PROMPT: Write the next part of the NFL game commentary, picking up right after its final sentence.

Things to consider while respecting Josh McDaniels appreciation for the first page of the Madden playbook:

--Simply put, in a lifetime squandered watching NFL football, I've never seen anything like this game. It almost defies comparison. The broadcast crew referenced the legendary Snow Plow game from 1982, which might work because there very little passing since it was played on a surface that could've hosted the NHL Winter Classic. But it doesn't quite fit. /Sticking with this lifetime, it calls to mind the Week 5 game in 2013 at Cincinnati that was played in a tropical storm where the rain was coming down sideways. Schematically, it reminds me of the last game in 2015 when they went down to Miami and insisted on running the ball behind that legendary bellcow running back, a 32-year-old Steven Jackson and then pull Brady in the 4th quarter after just 21 attempts. The problem with comparing this game to either of those two is the very minor detail that those were disastrous losses, each of which eventually led to road losses at Denver in the conference championship. This was a statement win in a game we've all had yellow highlighted since the schedule was announced.

SUPPLIED RECORDS:
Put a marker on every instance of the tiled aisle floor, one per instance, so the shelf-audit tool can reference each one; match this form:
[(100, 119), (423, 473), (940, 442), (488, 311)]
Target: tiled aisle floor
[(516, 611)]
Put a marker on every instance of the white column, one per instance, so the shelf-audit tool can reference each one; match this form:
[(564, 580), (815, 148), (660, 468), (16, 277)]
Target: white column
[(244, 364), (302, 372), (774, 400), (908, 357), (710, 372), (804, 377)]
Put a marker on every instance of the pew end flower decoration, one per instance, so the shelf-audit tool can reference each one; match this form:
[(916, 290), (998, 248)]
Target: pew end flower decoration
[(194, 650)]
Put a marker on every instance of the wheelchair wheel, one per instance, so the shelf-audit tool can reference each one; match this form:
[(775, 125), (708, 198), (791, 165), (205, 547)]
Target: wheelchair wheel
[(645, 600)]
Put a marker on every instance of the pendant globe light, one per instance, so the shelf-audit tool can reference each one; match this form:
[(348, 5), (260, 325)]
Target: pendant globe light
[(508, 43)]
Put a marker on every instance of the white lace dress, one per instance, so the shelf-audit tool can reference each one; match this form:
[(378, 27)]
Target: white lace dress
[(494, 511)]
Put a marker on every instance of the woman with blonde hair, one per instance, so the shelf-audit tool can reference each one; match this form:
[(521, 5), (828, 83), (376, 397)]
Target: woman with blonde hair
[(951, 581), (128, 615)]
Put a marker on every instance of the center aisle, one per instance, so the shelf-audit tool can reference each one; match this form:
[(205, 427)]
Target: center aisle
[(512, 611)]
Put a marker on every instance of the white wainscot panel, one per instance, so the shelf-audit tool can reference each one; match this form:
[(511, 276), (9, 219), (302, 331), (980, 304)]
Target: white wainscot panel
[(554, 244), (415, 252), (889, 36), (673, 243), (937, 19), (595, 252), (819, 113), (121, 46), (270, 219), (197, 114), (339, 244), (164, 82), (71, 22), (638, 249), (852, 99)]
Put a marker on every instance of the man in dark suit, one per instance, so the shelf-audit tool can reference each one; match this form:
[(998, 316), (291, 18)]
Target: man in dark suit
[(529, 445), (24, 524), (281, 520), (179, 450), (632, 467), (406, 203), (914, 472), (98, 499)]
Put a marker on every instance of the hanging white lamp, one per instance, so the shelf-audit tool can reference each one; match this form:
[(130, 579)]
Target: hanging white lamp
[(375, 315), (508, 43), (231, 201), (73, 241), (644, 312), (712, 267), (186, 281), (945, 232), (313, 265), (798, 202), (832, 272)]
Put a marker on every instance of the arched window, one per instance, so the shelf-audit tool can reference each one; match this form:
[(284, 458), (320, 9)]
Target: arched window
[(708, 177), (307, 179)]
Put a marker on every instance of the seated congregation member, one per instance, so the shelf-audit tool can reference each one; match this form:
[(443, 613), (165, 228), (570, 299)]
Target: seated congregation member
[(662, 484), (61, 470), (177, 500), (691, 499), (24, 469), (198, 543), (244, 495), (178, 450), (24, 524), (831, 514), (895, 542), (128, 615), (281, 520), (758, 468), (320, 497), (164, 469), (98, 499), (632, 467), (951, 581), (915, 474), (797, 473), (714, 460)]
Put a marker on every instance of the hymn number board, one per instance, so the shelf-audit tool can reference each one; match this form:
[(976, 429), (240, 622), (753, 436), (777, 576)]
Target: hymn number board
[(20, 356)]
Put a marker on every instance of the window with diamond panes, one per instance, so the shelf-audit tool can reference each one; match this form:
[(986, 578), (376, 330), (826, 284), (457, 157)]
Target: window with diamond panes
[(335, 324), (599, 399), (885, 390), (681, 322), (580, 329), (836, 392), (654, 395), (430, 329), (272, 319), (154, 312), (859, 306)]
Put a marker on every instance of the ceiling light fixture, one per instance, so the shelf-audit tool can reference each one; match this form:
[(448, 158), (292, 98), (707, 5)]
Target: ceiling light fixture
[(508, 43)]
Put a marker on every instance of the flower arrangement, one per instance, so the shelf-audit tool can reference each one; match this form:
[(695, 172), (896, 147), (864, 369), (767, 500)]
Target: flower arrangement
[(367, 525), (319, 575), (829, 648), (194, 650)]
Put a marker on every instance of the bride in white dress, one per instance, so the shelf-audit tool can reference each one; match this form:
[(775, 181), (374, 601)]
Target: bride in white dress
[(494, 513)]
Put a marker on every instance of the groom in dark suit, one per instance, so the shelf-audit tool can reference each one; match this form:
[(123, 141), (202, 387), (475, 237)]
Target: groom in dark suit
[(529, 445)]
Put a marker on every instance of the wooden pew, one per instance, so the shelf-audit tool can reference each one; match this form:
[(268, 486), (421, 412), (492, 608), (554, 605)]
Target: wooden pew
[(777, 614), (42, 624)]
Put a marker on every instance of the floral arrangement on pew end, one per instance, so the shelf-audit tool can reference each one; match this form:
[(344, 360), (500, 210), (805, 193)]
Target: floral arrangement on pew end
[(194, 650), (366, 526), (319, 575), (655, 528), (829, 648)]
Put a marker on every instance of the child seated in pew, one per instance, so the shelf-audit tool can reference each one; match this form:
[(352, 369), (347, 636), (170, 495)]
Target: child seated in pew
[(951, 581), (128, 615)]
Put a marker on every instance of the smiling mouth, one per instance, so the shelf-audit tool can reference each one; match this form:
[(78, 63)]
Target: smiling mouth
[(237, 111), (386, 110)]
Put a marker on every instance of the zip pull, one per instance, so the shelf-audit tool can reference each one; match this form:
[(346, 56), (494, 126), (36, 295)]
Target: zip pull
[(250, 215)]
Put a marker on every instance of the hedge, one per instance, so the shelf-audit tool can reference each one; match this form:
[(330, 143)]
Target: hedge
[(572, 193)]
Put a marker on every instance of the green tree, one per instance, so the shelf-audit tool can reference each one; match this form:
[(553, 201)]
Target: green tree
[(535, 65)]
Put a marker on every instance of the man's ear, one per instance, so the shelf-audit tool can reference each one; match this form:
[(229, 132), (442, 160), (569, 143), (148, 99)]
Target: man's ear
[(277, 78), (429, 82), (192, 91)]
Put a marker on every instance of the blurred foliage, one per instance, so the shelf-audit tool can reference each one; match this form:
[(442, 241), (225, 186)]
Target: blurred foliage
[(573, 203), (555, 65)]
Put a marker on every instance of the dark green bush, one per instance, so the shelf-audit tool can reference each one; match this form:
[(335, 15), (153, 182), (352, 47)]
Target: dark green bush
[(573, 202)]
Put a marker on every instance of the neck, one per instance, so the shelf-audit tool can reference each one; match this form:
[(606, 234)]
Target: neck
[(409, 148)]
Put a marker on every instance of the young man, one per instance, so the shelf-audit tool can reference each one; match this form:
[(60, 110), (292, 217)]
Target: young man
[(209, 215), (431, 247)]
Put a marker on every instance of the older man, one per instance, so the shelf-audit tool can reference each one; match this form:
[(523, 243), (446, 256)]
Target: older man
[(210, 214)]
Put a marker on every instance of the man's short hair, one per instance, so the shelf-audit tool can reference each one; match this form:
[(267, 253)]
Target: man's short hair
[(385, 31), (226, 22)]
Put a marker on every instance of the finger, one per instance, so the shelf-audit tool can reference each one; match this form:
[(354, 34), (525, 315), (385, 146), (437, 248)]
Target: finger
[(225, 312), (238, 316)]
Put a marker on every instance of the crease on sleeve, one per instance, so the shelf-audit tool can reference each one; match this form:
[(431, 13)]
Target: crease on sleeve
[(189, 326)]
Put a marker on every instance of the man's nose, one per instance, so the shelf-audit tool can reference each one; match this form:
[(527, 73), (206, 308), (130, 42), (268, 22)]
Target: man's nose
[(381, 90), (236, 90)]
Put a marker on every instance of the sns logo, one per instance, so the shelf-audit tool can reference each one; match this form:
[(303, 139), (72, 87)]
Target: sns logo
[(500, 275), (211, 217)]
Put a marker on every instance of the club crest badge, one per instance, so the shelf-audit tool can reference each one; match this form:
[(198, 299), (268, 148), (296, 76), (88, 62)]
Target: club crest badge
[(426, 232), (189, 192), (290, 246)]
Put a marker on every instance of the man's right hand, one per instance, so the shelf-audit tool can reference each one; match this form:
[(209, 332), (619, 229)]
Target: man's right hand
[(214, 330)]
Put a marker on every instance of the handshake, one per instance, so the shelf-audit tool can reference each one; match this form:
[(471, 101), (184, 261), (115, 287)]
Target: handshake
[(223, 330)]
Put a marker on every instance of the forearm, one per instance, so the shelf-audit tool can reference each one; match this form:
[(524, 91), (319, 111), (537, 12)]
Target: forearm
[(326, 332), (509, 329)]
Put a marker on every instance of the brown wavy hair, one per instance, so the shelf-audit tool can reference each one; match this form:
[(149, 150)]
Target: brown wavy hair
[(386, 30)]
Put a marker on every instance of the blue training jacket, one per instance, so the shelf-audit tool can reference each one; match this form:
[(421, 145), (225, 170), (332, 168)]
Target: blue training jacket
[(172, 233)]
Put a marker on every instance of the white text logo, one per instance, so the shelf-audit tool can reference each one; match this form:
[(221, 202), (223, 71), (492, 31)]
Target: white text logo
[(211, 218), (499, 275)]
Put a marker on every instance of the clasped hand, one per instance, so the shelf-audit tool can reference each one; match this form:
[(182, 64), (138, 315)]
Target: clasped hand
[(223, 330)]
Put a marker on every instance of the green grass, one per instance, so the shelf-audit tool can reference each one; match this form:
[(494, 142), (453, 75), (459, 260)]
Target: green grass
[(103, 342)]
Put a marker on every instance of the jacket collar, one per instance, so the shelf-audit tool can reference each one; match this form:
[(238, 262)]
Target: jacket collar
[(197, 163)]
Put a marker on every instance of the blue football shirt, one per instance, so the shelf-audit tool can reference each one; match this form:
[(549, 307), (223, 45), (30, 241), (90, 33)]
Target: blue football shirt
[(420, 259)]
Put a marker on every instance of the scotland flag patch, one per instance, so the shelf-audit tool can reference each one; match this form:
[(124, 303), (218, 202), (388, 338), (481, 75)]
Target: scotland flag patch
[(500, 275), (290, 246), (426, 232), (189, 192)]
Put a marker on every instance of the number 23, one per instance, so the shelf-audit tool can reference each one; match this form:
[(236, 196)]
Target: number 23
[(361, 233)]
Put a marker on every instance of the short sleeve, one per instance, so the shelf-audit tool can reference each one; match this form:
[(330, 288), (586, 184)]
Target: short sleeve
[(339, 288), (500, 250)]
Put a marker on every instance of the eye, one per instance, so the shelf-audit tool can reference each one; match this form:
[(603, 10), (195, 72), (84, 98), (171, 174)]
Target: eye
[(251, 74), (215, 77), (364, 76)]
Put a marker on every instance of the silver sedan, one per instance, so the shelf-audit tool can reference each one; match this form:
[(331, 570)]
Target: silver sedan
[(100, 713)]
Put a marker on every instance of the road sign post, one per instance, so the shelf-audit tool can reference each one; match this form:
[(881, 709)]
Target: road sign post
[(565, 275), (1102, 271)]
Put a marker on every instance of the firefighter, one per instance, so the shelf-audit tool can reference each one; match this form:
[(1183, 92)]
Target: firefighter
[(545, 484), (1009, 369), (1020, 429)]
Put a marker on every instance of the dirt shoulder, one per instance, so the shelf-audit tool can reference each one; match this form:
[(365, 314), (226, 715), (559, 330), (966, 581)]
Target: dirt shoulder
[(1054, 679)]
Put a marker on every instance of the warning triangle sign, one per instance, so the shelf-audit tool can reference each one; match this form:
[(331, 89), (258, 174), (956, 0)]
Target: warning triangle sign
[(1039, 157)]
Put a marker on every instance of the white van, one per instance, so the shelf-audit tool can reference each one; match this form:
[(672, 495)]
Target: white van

REPLY TO THE TASK:
--And a statement it was. Like with either of the two freakish weather games I just referenced, you can throw out all the game stats. This was a Pass/Fail test. Win and you've got something like a 46% chance of securing the 1-seed and a playoff bye. Lose, and you'd have had about an 8% chance. More to the point, the Pats would've fallen in a wild playoff race all the way down to the 5th spot. This was about winning by any means necessary. And the means Bill Belichick and McDaniels chose was to hammer the center of the Bills undersized defense that was built to compete with spread attacks like Kansas City's with the Mjolnir of Damien Harris and the Stormbreaker of Rhamondre Stevenson. There was no attempt to deceive the Bills or get them off balance. They simply lined up in their biggest personnel packages, made clear their intentions, put a hat on every hat and defied Leslie Frazier's 2nd-ranked unit to stop them. And bludgeoned it into submission. The statement in this win was that "If we play this way, you can't stop it."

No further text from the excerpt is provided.